**Data listing**
------------

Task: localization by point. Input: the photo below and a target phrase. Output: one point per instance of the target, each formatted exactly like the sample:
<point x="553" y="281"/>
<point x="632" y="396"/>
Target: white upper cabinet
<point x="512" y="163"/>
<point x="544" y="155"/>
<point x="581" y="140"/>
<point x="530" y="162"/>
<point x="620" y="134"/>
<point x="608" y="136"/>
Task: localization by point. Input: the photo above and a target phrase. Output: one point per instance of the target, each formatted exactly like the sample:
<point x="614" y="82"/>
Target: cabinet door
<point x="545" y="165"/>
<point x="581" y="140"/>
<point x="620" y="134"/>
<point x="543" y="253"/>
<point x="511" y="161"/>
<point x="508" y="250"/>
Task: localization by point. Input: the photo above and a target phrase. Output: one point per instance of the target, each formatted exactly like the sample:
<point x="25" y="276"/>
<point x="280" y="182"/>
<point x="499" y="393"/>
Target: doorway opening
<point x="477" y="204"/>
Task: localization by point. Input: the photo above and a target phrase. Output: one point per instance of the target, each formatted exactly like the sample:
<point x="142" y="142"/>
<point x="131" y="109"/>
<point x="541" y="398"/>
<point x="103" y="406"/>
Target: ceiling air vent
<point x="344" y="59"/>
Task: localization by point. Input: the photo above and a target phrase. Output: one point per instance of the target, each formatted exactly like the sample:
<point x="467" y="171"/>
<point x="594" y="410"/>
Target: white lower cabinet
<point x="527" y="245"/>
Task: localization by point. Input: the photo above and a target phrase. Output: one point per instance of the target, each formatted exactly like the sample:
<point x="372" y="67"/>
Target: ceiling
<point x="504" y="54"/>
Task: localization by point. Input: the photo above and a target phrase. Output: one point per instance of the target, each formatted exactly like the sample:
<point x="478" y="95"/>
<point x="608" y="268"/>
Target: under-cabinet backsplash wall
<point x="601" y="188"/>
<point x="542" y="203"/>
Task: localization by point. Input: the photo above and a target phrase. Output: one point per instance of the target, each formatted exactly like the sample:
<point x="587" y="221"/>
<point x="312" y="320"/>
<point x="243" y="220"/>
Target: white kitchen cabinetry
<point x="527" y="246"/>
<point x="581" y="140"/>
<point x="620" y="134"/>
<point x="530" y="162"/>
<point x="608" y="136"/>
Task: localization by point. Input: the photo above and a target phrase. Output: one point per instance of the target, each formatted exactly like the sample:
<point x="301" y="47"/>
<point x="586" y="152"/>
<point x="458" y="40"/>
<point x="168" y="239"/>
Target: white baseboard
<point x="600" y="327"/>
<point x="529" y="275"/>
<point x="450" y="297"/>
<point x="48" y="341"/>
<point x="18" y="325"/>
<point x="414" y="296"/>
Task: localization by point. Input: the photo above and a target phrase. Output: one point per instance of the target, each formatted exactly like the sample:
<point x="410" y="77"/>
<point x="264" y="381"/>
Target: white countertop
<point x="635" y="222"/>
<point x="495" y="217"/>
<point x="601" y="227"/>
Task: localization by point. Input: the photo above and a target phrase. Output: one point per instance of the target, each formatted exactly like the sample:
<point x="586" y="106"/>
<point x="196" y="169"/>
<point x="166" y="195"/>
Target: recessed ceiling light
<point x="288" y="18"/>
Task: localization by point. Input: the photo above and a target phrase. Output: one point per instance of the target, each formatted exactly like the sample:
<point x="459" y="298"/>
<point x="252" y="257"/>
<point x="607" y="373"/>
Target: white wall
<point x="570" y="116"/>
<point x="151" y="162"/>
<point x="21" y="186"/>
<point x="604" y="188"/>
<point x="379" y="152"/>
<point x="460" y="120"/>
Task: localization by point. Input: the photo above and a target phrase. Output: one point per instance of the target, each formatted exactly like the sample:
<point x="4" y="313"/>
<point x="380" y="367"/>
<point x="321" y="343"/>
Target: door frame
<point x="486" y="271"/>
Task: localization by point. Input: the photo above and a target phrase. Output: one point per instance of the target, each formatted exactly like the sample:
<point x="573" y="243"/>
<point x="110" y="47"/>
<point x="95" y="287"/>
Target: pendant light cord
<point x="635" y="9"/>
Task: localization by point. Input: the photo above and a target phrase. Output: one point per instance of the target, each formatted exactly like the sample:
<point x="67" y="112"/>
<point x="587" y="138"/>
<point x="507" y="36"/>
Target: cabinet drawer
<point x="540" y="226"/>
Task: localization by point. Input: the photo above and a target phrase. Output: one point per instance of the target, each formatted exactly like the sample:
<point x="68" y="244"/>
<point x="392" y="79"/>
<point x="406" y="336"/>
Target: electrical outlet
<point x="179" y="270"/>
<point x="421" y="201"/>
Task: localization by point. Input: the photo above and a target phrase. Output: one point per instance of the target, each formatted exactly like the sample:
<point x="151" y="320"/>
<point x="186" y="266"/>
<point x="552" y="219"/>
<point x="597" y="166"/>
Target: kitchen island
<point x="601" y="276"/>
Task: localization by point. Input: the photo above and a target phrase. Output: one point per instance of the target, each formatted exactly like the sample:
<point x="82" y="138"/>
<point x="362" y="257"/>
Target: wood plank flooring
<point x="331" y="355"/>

------------

Which lines above contain the word "light"? Identify each one and copy it in full, treating uppercase and lowercase as different.

**Solved exercise**
Target: recessed ceiling light
Target: pendant light cord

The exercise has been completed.